*Excerpted text*.

********************

Posted on June 11, 2009 by gm

An Official St. Petersburg Times Editorial

This nation has a fundamental responsibility to provide medical care to servicemen and women sent into harm's way — and someone needs to make that clear to the Department of Veterans Affairs. The VA is splitting hairs over which Navy veterans exposed to the herbicide Agent Orange during the Vietnam War qualify for health care coverage. The answer is obvious: all of them.

A bill in Congress would clear the way for Navy veterans to get disability payments and free health care for ailments linked to Agent Orange. The U.S. military sprayed 20 million gallons of the herbicide in Vietnam to remove foliage that provided ground cover to enemy fighters. One of the chemicals in the weedkiller contained dioxin, which the VA recognizes may be related to a number of cancers and other health problems.

Before 2002, sailors awarded the Vietnam Service Medal — given to those who served in the theater of war on land or sea — automatically got benefits. But then the VA changed its policy. It said that because Agent Orange was used on land it could not have harmed Navy personnel. As St. Petersburg Times staff writer William R. Levesque reported this week, the VA narrowed its definition of who qualified for benefits by determining that only veterans with "boots on the ground" should be eligible. It also required that Navy veterans prove exposure to Agent Orange, which is not required of ground troops.

The VA policy runs counter to the common sense of equalizing benefits among the armed services. It also ignores the science of Agent Orange and the reality of wartime conditions. A 1990 study by the Centers for Disease Control found Vietnam veterans had a 50 percent higher rate of non-Hodgkin's lymphoma than the general population. The disease is one of many linked to Agent Orange. It also found that among Vietnam veterans, those in the Navy had the highest rate of non-Hodgkin's. Navy veterans said they often went ashore or their ships carried Agent Orange. Even the VA acknowledges that while much of the area sprayed in Vietnam was inland forests, the spraying also occurred in mangroves along the peninsula and along main shipping channels. The herbicide was sprayed from airplanes and helicopters, among other methods. It defies logic that an herbicide used and handled so widely among service members would affect only "boots on the ground."

It also is an insult to ask Navy veterans to prove now, 40 years after the fact, that their health problems are related to Agent Orange. The government should treat Navy veterans of Vietnam like they do those of any other branch. They deserve screening for related health problems and access to a full range of benefits.

********************

*Provided information*.

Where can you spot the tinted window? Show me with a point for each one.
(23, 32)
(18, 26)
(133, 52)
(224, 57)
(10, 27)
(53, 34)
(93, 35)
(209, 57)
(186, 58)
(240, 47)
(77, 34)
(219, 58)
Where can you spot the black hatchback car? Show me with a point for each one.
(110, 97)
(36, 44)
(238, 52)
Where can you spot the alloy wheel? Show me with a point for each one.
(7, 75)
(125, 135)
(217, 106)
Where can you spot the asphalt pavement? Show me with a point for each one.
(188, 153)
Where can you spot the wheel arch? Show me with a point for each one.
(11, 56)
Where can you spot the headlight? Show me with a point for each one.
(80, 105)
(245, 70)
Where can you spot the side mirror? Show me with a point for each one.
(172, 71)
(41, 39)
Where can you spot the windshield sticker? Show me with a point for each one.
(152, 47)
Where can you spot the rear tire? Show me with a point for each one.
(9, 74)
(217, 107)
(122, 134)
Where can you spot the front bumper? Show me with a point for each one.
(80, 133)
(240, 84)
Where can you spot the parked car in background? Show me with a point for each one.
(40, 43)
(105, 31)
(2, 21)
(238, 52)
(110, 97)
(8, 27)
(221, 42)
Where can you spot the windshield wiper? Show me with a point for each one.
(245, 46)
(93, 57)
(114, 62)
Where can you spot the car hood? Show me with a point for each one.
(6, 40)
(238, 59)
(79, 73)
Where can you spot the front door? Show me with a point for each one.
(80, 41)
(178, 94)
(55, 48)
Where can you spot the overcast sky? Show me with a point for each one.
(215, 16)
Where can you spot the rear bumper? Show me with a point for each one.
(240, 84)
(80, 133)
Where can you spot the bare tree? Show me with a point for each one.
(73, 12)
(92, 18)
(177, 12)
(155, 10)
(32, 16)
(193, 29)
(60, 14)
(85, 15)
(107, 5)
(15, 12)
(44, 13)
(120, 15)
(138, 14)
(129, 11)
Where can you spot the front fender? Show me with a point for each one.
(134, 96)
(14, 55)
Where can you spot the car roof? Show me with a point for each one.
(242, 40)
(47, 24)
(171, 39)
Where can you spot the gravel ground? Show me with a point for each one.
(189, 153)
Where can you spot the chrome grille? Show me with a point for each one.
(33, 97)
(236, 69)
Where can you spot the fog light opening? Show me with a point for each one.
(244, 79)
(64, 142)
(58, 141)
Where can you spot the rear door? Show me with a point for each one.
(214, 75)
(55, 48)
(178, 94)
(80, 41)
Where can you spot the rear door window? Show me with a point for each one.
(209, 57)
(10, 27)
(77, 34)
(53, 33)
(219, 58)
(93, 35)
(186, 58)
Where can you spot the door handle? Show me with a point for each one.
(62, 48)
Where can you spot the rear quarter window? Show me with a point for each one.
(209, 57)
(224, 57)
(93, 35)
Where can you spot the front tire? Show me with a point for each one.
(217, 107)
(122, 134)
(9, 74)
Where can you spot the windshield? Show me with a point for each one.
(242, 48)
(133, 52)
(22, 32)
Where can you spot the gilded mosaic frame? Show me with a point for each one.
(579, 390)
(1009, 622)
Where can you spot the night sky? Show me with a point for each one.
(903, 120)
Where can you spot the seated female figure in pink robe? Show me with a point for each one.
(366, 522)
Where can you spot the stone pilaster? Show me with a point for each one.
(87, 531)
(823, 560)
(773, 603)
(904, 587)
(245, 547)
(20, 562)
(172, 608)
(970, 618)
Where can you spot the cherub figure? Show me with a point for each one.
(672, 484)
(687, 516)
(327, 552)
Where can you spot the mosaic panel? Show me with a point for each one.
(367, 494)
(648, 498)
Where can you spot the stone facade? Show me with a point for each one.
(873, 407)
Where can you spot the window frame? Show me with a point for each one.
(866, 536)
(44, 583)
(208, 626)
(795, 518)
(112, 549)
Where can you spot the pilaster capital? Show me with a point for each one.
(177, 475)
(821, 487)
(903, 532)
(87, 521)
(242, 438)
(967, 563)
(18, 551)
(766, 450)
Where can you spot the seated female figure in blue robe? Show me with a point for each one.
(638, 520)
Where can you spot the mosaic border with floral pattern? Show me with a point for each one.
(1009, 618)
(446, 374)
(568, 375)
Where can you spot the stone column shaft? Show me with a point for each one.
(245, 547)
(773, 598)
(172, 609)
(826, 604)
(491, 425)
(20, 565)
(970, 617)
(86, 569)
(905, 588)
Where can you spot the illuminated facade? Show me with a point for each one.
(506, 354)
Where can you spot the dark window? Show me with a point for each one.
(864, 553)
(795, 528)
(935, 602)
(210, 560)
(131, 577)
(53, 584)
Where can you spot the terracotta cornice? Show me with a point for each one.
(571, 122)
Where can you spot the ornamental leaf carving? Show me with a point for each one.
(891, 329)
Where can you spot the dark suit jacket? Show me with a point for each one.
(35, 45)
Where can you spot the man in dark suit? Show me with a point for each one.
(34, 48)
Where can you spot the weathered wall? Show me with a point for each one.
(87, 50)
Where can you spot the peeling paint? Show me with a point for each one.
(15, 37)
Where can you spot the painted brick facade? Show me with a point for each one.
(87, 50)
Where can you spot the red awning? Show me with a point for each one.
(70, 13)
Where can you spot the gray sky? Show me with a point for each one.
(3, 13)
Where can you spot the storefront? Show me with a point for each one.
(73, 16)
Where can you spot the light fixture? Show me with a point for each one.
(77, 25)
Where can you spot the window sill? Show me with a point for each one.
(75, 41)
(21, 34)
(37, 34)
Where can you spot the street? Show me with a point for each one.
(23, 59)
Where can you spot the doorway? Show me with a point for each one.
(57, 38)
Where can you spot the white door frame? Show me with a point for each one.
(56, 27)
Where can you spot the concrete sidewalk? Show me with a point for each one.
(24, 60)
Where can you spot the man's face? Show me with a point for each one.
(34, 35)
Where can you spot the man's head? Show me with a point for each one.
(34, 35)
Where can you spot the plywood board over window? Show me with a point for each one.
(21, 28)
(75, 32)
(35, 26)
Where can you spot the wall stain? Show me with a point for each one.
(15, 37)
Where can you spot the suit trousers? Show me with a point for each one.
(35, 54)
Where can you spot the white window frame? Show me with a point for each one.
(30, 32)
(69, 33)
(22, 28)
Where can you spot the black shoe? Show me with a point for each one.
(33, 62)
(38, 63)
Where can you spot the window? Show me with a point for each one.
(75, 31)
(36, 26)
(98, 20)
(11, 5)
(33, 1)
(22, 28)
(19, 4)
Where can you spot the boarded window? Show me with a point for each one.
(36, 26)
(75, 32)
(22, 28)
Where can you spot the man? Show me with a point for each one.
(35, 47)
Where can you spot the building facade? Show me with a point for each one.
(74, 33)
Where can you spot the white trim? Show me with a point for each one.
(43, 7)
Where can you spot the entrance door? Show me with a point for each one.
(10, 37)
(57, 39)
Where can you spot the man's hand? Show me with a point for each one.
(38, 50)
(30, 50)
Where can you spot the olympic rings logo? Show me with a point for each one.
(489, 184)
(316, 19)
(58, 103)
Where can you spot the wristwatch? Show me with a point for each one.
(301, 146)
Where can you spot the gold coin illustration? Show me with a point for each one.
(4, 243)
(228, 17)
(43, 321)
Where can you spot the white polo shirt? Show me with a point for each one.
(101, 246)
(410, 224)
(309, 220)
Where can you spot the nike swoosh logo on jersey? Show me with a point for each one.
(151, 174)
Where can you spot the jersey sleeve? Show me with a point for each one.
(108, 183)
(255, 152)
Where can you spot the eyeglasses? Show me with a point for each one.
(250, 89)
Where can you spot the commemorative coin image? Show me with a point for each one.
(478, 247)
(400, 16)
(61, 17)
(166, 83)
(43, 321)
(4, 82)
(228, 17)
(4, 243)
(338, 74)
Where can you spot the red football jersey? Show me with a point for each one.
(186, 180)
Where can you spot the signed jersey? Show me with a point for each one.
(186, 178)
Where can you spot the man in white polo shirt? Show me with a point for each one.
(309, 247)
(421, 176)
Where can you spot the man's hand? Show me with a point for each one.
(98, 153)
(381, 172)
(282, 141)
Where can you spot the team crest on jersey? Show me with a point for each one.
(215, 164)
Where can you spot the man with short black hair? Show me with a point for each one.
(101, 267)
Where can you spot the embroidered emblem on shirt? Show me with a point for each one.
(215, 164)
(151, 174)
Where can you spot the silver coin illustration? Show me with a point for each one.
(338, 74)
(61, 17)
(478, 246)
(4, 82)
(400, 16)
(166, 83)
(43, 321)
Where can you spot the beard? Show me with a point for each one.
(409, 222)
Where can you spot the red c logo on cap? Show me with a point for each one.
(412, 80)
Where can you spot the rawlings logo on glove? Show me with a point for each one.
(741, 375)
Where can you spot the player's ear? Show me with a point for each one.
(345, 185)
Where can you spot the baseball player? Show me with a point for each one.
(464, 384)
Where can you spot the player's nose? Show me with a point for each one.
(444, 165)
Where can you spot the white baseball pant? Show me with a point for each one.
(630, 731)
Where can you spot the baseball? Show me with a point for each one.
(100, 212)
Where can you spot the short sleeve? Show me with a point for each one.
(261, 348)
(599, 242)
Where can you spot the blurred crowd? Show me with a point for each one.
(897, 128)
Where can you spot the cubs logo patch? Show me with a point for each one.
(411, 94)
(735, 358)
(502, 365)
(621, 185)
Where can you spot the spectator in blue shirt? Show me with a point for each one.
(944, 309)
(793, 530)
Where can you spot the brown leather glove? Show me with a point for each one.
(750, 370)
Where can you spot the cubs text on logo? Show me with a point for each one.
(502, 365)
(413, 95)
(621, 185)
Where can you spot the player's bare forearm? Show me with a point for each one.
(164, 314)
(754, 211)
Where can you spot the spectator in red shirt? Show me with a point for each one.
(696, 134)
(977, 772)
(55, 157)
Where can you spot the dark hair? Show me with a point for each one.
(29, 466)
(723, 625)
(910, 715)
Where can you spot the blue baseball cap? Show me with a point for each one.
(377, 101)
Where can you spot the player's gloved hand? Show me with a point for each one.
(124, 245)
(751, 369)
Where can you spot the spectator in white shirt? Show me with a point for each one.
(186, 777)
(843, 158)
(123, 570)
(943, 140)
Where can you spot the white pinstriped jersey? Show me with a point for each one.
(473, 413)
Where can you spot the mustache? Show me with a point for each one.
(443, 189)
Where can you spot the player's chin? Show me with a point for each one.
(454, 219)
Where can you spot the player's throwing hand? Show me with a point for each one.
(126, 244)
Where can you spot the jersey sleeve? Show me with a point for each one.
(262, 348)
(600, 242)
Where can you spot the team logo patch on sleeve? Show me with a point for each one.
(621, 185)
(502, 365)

********************

Copy out the whole editorial on Navy veterans and Agent Orange from above, word for word.

*Output of the task*.
Posted on June 11, 2009 by gm

An Official St. Petersburg Times Editorial

This nation has a fundamental responsibility to provide medical care to servicemen and women sent into harm's way — and someone needs to make that clear to the Department of Veterans Affairs. The VA is splitting hairs over which Navy veterans exposed to the herbicide Agent Orange during the Vietnam War qualify for health care coverage. The answer is obvious: all of them.

A bill in Congress would clear the way for Navy veterans to get disability payments and free health care for ailments linked to Agent Orange. The U.S. military sprayed 20 million gallons of the herbicide in Vietnam to remove foliage that provided ground cover to enemy fighters. One of the chemicals in the weedkiller contained dioxin, which the VA recognizes may be related to a number of cancers and other health problems.

Before 2002, sailors awarded the Vietnam Service Medal — given to those who served in the theater of war on land or sea — automatically got benefits. But then the VA changed its policy. It said that because Agent Orange was used on land it could not have harmed Navy personnel. As St. Petersburg Times staff writer William R. Levesque reported this week, the VA narrowed its definition of who qualified for benefits by determining that only veterans with "boots on the ground" should be eligible. It also required that Navy veterans prove exposure to Agent Orange, which is not required of ground troops.

The VA policy runs counter to the common sense of equalizing benefits among the armed services. It also ignores the science of Agent Orange and the reality of wartime conditions. A 1990 study by the Centers for Disease Control found Vietnam veterans had a 50 percent higher rate of non-Hodgkin's lymphoma than the general population. The disease is one of many linked to Agent Orange. It also found that among Vietnam veterans, those in the Navy had the highest rate of non-Hodgkin's. Navy veterans said they often went ashore or their ships carried Agent Orange. Even the VA acknowledges that while much of the area sprayed in Vietnam was inland forests, the spraying also occurred in mangroves along the peninsula and along main shipping channels. The herbicide was sprayed from airplanes and helicopters, among other methods. It defies logic that an herbicide used and handled so widely among service members would affect only "boots on the ground."

It also is an insult to ask Navy veterans to prove now, 40 years after the fact, that their health problems are related to Agent Orange. The government should treat Navy veterans of Vietnam like they do those of any other branch. They deserve screening for related health problems and access to a full range of benefits.